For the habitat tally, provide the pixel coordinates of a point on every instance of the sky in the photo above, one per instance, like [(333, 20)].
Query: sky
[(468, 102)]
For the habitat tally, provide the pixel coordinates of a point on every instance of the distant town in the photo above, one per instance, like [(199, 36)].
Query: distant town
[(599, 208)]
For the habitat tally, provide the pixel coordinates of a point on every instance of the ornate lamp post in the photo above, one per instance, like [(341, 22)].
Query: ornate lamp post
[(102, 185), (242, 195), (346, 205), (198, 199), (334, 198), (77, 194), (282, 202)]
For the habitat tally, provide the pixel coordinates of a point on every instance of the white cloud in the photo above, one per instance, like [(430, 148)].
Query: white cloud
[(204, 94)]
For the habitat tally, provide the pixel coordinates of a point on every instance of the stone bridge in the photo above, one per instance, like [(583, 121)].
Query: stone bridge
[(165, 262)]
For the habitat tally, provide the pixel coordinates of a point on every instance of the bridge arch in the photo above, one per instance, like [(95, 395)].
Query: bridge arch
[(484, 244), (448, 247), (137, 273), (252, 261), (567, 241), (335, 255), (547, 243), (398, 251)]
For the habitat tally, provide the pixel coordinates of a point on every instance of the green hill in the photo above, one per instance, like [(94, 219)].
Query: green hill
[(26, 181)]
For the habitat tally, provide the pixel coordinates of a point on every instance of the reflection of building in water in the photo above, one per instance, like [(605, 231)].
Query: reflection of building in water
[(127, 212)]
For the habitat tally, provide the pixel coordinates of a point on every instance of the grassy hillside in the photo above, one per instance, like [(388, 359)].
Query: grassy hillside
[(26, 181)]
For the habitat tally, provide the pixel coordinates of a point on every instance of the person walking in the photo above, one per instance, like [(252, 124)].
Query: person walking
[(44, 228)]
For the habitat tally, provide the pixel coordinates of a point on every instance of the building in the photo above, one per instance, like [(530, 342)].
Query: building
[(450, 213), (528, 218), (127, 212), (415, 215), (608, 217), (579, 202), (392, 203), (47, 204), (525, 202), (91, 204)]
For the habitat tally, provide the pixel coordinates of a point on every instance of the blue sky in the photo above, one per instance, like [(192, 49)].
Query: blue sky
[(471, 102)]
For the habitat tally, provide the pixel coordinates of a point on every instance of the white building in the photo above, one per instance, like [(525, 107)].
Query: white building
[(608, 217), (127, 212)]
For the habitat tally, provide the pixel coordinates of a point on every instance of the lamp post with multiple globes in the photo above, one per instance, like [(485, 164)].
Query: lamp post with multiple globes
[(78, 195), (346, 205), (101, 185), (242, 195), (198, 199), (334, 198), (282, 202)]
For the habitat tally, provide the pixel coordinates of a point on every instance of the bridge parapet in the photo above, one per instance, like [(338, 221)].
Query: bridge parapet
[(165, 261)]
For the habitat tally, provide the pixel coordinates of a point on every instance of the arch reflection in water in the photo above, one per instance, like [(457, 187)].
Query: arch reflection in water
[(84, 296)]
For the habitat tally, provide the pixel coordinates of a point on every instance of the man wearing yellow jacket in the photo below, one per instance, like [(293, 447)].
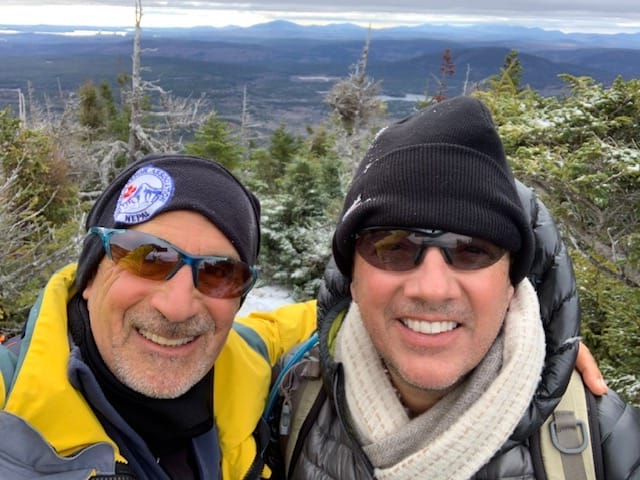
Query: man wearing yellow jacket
[(114, 375)]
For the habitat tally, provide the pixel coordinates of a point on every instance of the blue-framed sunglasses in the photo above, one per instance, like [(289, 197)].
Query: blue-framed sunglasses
[(401, 249), (153, 258)]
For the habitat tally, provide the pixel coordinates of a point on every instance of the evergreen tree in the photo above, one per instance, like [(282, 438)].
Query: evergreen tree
[(215, 140)]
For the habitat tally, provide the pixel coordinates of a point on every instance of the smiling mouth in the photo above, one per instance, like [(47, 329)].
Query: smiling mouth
[(164, 341), (428, 328)]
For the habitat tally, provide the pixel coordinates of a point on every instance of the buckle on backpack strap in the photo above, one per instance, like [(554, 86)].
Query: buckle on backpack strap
[(567, 432)]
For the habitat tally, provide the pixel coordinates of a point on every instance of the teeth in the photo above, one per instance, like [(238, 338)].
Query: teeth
[(165, 342), (429, 328)]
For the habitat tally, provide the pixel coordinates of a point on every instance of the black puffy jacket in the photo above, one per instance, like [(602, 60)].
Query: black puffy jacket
[(327, 449)]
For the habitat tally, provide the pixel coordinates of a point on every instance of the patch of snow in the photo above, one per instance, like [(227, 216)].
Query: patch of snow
[(264, 298)]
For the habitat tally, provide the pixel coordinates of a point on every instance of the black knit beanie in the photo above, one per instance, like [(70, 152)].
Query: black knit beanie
[(442, 168), (161, 183)]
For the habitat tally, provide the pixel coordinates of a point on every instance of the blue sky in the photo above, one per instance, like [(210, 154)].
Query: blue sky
[(603, 16)]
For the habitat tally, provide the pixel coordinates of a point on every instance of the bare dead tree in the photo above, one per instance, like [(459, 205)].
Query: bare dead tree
[(358, 109), (136, 94)]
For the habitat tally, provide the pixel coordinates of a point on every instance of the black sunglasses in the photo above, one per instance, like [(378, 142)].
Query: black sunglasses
[(153, 258), (401, 249)]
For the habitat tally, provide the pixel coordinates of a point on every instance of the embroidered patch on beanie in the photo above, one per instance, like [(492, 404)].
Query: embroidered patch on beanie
[(146, 192)]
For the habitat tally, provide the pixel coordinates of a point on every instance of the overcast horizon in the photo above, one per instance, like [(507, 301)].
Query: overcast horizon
[(591, 16)]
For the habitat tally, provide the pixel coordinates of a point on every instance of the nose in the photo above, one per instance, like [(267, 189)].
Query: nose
[(432, 279), (177, 298)]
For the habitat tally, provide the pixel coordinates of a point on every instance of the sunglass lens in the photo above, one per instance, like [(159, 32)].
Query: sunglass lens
[(474, 254), (224, 278), (388, 249), (146, 260)]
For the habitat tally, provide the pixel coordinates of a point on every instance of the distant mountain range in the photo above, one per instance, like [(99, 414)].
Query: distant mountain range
[(287, 68)]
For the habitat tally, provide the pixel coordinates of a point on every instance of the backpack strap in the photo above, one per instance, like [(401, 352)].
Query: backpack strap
[(566, 439)]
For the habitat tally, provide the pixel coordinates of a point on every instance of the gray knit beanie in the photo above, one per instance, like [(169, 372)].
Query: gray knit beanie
[(161, 183), (442, 168)]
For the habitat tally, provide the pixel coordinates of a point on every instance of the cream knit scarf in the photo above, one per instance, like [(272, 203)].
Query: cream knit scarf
[(461, 433)]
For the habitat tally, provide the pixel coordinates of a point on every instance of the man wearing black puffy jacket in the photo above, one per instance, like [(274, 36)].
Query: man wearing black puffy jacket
[(459, 329)]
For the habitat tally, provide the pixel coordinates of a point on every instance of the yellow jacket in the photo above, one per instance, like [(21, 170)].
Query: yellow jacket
[(35, 387)]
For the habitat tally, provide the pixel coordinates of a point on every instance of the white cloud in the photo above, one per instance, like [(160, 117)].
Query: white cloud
[(567, 15)]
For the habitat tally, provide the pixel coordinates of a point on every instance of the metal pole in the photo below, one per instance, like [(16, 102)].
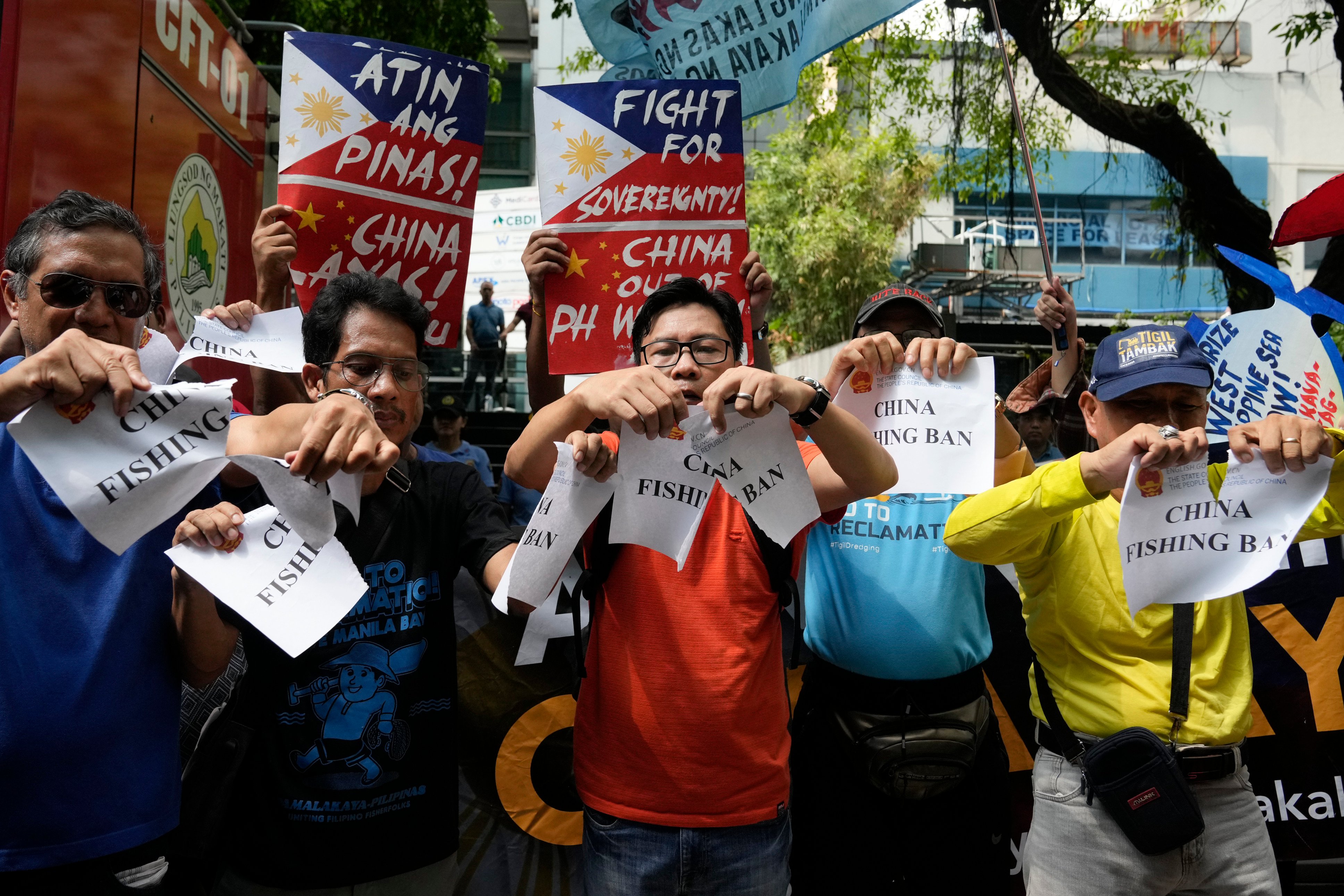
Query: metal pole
[(1061, 338)]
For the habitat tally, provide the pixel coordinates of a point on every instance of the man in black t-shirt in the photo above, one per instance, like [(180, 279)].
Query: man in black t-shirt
[(351, 776)]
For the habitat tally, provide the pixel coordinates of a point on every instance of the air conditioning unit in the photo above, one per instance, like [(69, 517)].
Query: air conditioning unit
[(944, 257), (1019, 258)]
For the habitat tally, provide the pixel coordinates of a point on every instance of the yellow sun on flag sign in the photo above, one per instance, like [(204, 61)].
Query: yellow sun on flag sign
[(587, 155), (323, 112)]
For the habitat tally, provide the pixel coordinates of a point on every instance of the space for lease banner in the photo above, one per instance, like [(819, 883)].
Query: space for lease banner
[(379, 156), (644, 182)]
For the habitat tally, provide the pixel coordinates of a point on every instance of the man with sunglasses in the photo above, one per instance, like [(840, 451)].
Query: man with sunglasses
[(681, 738), (89, 680), (898, 629), (351, 777)]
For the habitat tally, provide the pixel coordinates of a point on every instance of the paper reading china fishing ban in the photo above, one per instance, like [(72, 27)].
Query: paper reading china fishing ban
[(1181, 545), (379, 156), (291, 589), (941, 432), (644, 182), (123, 476), (273, 340)]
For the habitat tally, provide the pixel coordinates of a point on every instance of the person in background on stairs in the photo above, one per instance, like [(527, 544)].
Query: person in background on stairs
[(450, 445)]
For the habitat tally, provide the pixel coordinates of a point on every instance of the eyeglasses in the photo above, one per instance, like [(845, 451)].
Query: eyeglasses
[(72, 291), (703, 351), (365, 370)]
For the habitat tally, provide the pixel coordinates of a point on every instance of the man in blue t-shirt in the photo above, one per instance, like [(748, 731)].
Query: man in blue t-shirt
[(898, 628), (450, 445), (89, 680), (484, 323)]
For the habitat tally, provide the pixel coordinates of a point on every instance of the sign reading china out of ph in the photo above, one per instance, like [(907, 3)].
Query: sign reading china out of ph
[(940, 432), (1181, 545), (765, 43), (644, 183), (379, 156)]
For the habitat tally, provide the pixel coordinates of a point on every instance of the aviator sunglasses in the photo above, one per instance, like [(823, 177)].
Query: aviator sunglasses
[(72, 291)]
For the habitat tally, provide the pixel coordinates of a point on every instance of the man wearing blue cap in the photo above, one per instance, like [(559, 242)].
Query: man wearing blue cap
[(1147, 398)]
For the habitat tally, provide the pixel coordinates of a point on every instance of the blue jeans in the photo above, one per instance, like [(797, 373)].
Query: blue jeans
[(631, 859)]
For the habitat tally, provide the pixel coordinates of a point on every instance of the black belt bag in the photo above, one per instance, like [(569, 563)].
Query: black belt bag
[(1134, 773), (916, 757)]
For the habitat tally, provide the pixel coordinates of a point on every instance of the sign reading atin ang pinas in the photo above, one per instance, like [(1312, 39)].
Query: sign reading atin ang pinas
[(379, 155), (644, 182)]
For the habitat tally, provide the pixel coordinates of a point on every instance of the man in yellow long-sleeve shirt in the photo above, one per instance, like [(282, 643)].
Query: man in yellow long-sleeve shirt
[(1109, 671)]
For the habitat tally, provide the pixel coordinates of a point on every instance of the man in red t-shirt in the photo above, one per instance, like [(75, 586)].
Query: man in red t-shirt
[(681, 738)]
★ ★ ★ ★ ★ ★ ★
What the task asks
Using the listing above, report each line that mentions the word "below".

Answer section
For the habitat tally, provide the pixel coordinates of a point on every instance of the man wearing yellow jacket in the photo below, one per instance, like [(293, 447)].
For the habitat tally, provide the pixel coordinates of a point on every instance of the metal pole in the photo below, one per instance, like [(16, 102)].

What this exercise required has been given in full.